* _GIVEN TEXT_:
# Upgrading a System



## pandaaa (Jul 4, 2010)

this is my build so far :

ATI Radeon 5750 HD 1GB GDDR5
AMD Athlon II X3 3.2Ghz
OCZ StealthXStream2 600w Silent ATX2 Power Supply 80PLUS 
Samsung Spin Point F3 SATAII 1TB 32MB Cache Hard Drive <8.9ms 7200rpm - OEM
4 GB RAM
ASUS m4a78lt-m le

i dont want to spend like a whole £900 on a new setup, what can i buy to upgrade this one so its much better then it is.


----------



## Burto87 (Aug 24, 2011)

What case do you have?


----------



## Collossal (Dec 1, 2012)

pandaaa said:


> this is my build so far :
> 
> ATI Radeon 5750 HD 1GB GDDR5
> AMD Athlon II X3 3.2Ghz
> ...


"

NOTE: Your current case might be an issue for various components.

-Nvidia GTX660 $270 for an Asus version or get a GTX650 for about $170.
-4GB of ram is enough. 8GB doesn't provide much benefit. 
Gigabyte or Asus LGA1155 motherboard for about $100 (one with pci 3.0), then further upgrade to a Intel I5 quad core for $200 or $230 for the K version, which allows you to overclock it. Or you could stay with the current motherboard and get a better CPU as this one is a bit on the low end.
-A new power supply preferably Seasonic or XFX would be good as they are the best power supplies, but it isn't too much of an issue.


----------



## Burto87 (Aug 24, 2011)

MOBO: Asus M5A99X EVO R2.0 
Mwave.com.au - ASUS M5A99X EVO R2.0 Motherboard
Can keep your processor.

* _SUPPLIED INFORMATION_:
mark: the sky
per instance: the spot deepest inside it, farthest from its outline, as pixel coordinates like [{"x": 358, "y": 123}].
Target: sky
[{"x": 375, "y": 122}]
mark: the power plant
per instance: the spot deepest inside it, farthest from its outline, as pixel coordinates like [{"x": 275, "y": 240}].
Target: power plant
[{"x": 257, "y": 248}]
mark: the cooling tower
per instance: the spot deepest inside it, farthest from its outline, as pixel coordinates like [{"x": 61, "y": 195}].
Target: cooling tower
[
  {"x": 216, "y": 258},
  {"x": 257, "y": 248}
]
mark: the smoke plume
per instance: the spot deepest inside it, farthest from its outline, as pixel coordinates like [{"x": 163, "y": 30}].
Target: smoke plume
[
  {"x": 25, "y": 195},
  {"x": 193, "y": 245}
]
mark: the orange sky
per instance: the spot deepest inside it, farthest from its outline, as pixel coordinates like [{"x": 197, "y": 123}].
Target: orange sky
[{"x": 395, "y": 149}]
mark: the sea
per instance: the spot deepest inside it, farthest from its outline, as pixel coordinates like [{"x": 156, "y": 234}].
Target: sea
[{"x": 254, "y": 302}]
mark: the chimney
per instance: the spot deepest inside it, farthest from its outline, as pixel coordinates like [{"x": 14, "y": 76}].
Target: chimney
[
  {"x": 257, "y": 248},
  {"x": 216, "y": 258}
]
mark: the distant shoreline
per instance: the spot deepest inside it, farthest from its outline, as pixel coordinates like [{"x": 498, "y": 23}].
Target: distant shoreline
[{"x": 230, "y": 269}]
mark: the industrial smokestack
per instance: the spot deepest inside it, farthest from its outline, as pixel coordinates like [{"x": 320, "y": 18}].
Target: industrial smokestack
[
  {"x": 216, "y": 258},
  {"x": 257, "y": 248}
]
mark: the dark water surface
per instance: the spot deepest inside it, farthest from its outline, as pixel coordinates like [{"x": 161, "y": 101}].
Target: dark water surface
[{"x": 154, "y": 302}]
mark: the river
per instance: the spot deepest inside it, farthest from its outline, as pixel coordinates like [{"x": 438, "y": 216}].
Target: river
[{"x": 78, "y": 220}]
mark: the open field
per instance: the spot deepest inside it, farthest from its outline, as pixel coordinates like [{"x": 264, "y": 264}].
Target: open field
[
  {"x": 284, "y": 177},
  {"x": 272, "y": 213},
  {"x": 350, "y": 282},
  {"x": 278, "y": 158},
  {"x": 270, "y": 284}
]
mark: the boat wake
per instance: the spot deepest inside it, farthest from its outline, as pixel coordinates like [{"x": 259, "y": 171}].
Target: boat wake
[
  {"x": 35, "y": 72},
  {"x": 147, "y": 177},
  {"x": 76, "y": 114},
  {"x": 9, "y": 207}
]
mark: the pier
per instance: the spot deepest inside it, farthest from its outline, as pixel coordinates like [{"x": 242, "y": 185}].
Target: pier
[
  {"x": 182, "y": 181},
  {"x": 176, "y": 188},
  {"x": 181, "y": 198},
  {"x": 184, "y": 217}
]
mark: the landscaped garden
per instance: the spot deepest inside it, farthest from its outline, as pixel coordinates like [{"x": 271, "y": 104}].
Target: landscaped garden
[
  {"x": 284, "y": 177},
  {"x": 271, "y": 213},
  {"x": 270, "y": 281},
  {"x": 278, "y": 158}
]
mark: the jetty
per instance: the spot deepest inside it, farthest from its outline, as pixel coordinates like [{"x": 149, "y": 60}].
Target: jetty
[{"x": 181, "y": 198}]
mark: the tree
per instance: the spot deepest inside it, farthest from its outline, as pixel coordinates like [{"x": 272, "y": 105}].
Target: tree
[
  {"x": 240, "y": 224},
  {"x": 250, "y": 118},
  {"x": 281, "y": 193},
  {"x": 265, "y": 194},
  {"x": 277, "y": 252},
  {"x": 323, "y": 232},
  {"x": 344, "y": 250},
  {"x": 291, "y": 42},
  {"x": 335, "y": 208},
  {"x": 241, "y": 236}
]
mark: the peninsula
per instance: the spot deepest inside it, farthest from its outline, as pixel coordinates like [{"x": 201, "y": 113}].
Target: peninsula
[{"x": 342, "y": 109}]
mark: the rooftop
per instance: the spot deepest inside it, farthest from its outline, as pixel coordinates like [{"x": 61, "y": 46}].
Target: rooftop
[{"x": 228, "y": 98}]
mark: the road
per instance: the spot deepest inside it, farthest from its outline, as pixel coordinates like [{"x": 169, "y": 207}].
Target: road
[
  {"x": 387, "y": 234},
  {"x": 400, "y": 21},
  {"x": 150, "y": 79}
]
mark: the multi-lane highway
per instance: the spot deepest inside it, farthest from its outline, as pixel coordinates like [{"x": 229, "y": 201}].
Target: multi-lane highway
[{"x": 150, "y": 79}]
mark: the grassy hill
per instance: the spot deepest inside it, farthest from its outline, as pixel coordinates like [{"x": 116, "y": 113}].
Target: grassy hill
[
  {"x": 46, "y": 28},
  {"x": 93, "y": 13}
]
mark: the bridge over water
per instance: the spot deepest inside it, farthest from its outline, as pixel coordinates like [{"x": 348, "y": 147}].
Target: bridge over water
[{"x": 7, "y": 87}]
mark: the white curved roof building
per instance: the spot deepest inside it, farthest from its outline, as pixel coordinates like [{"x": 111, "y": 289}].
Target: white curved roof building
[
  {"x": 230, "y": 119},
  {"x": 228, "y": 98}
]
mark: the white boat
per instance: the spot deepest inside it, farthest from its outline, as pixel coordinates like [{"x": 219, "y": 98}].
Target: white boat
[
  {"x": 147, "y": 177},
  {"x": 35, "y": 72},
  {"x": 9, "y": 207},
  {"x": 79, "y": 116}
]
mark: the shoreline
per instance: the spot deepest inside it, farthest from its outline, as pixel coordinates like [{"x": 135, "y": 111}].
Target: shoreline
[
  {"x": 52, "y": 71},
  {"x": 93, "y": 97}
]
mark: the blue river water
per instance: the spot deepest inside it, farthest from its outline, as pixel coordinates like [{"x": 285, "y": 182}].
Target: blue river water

* _WORK REQUIRED_: Reproduce the entire forum thread on upgrading a system word for word, from its heading to the final post.

* _RESULT BELOW_:
# Upgrading a System



## pandaaa (Jul 4, 2010)

this is my build so far :

ATI Radeon 5750 HD 1GB GDDR5
AMD Athlon II X3 3.2Ghz
OCZ StealthXStream2 600w Silent ATX2 Power Supply 80PLUS 
Samsung Spin Point F3 SATAII 1TB 32MB Cache Hard Drive <8.9ms 7200rpm - OEM
4 GB RAM
ASUS m4a78lt-m le

i dont want to spend like a whole £900 on a new setup, what can i buy to upgrade this one so its much better then it is.


----------



## Burto87 (Aug 24, 2011)

What case do you have?


----------



## Collossal (Dec 1, 2012)

pandaaa said:


> this is my build so far :
> 
> ATI Radeon 5750 HD 1GB GDDR5
> AMD Athlon II X3 3.2Ghz
> ...


"

NOTE: Your current case might be an issue for various components.

-Nvidia GTX660 $270 for an Asus version or get a GTX650 for about $170.
-4GB of ram is enough. 8GB doesn't provide much benefit. 
Gigabyte or Asus LGA1155 motherboard for about $100 (one with pci 3.0), then further upgrade to a Intel I5 quad core for $200 or $230 for the K version, which allows you to overclock it. Or you could stay with the current motherboard and get a better CPU as this one is a bit on the low end.
-A new power supply preferably Seasonic or XFX would be good as they are the best power supplies, but it isn't too much of an issue.


----------



## Burto87 (Aug 24, 2011)

MOBO: Asus M5A99X EVO R2.0 
Mwave.com.au - ASUS M5A99X EVO R2.0 Motherboard
Can keep your processor.